- _WHAT YOU WILL DO_:
(A) In the text on UFO sightings, edit the stretch from "The origins of" through "just the beginning.", replacing "foreign adversaries" with "hostile nations".
(B) According to the text on UFO sightings, how much money did Harry Reid push to secure for a secret program to track UFOs?
** START OF READING TEXT **
The origins of mysterious objects, many reported by pilots over military bases, remain unknown…  And an array of aerial behaviors were documented -- the Office of the Director of National Intelligence saying they potentially have different explanations, from airborne clutter to American industry to foreign adversaries. The report also suggests the objects could be U.S. government technology -- diverging from what defense officials insisted decades ago:

“We can say that the recent sightings are in no way connected with any secret development by any Department of the United States,” Maj. Gen. John Samford announced in 1952.

Just 18 of 144 incidents displayed advanced technology, according to the report. But prominent figures say Friday’s nine-paged document is just the beginning.

"We cannot let this June 25 report be put in a library someplace and forgotten about and we need to continue working on it."

That’s former Senate Majority Leader Harry Reid, who pushed to secure $22 million to fund a secret program to track UFOs in 2007.

"When I first blew the horn on this, my staff told me, ‘Stay the hell away from this. It's nothing but trouble for you.’ But I'm so glad I did," Reid says.

Now with the report... a terrestrial twist: The former leader of that Pentagon program says staff tried to undermine him and suppress information. Lue Elizondo, who was the director of the Advanced Aerospace Threat Identification Program, has been speaking with the Pentagon’s Inspector General office, as it looks into the Defense Department’s handling of UFOs. 

"Lou is hoping not only that they'll formulate a clear, consistent line, a narrative on this, but it will be a narrative that acknowledges the truth," says Daniel Sheehan, Elizondo's lawyer.

Then he went on to make an astonishing claim about UFO retrieval efforts that Newsy hasn’t confirmed -- and weren’t addressed in the report: 

"There's a lot of evidence, very compelling evidence that the United States military, the Defense Department, has recovered more than one of these crashed UFOs. And there's ample evidence that they've been engaged in an aggressive program of trying to understand the technology and to back-engineer it, to try to create some sort of a weapon system using their technology or a spacefaring type of technology based on their technology," Sheehan said.
** END OF READING TEXT **
** START OF RECORD SET **
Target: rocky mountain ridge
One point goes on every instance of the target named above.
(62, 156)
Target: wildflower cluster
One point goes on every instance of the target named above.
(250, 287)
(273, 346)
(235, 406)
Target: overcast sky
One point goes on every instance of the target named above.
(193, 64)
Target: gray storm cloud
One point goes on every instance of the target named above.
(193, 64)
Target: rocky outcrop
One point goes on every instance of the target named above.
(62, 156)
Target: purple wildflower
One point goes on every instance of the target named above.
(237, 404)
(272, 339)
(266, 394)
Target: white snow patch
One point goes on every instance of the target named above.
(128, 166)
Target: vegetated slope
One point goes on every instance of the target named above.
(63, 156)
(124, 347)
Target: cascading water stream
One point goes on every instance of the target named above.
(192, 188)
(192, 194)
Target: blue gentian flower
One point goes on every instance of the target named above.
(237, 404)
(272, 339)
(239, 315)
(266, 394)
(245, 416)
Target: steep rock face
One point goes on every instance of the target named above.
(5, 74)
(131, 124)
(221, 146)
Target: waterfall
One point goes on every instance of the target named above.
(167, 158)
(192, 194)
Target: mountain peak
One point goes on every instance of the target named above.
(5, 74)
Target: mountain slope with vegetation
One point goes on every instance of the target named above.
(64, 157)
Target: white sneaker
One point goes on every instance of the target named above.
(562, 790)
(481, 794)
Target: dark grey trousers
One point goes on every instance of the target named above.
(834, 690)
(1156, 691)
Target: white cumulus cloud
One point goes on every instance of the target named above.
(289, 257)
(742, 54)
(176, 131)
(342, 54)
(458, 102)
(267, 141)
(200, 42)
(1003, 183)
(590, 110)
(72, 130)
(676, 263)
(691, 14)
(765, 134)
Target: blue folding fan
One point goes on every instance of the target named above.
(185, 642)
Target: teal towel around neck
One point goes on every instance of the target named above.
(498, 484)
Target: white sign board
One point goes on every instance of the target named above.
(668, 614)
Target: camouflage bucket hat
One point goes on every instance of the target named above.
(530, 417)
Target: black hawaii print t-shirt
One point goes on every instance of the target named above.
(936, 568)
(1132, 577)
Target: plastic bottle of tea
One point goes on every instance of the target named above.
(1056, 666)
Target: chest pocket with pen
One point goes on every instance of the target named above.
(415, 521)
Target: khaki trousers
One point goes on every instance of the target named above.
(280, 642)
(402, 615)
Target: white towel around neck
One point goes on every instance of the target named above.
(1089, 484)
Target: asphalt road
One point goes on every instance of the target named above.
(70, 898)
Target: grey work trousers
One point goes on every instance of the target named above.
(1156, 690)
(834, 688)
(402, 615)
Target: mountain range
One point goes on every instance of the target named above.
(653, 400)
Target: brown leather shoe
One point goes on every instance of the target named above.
** END OF RECORD SET **
- _SOLVED TASKS_:
(A)
The origins of mysterious objects, many reported by pilots over military bases, remain unknown…  And an array of aerial behaviors were documented -- the Office of the Director of National Intelligence saying they potentially have different explanations, from airborne clutter to American industry to hostile nations. The report also suggests the objects could be U.S. government technology -- diverging from what defense officials insisted decades ago:

“We can say that the recent sightings are in no way connected with any secret development by any Department of the United States,” Maj. Gen. John Samford announced in 1952.

Just 18 of 144 incidents displayed advanced technology, according to the report. But prominent figures say Friday’s nine-paged document is just the beginning.

(B) $22 million